Анализируя жизнь и творчество Л. Андреева, мы приходим к выводу, что симпатии писателя к революционным преобразованиям, страстная ненависть к самодержавию и мещанской интеллигенции были искренними и закономерными. Он сочувственно относился к тем, кто посвятил свою жизнь революционной деятельности и к тем, кто стал жертвой утилитарного и меркантильного строя эпохи. Однако в бурном водовороте событий своего времени он действительно не сумел преодолеть внутреннюю смуту, отыскать наиболее надежные ориентиры.

2 . Основные тенденции произведений Л. Андреева

Общая характеристика литературных тенденций к концу XIX века

Русская литература развивалась в сложных условиях надрывных настроений «конца века», атмосферы реакции, политического и психологического гнета. Но несмотря на это, интеллектуально-художественная мысль отличалась интенсивностью во всех сферах. К концу 80-х – началу 90-х гг. XIX века в русской литературе, отражавшей неустойчивость и кризис социальных и идеологических процессов, обозначились соответствующие упадку культуры и катастрофичности политического положения тенденции развития и художественные идеи(14).

Реалистическое искусство середины XIX века достигло своего расцвета в произведениях таких великих русских художников как Ф. Достоевский, Л. Толстой, А. П. Чехов.

==========

> ЗАДАНИЯ ДЛЯ РАБОТЫ:
1 – Перескажите короче абзац отрывка об Андрееве, начинающийся словами «Русская литература развивалась», и сохраните его главные факты.
2 – Перечислите, пожалуйста, всех писателей, названных в отрывке об Андрееве.
3 – Ответьте на вопросы по отрывку об Андрееве:
(a) К чему, согласно отрывку, писатель испытывал страстную ненависть?
(b) К какому времени в русской литературе обозначились тенденции, соответствующие упадку культуры?
(c) Когда реалистическое искусство достигло своего расцвета?

> БЛОК ДАННЫХ:
==========

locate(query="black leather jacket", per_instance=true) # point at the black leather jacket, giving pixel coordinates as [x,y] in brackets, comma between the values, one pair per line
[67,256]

==========

> ОТВЕТЫ К ЗАДАНИЯМ:
1 – Русская литература развивалась в тяжелых условиях «конца века»: реакции, политического и психологического гнета. Несмотря на это, интеллектуально-художественная мысль во всех сферах оставалась интенсивной. К концу 80-х – началу 90-х гг. XIX века литература отражала кризис социальных и идеологических процессов. В ней обозначились тенденции и художественные идеи, соответствующие упадку культуры и катастрофичности политического положения.

2 – Л. Андреев, Ф. Достоевский, Л. Толстой, А. П. Чехов

3 –
(a) К самодержавию и мещанской интеллигенции.
(b) К концу 80-х – началу 90-х гг. XIX века.
(c) В середине XIX века.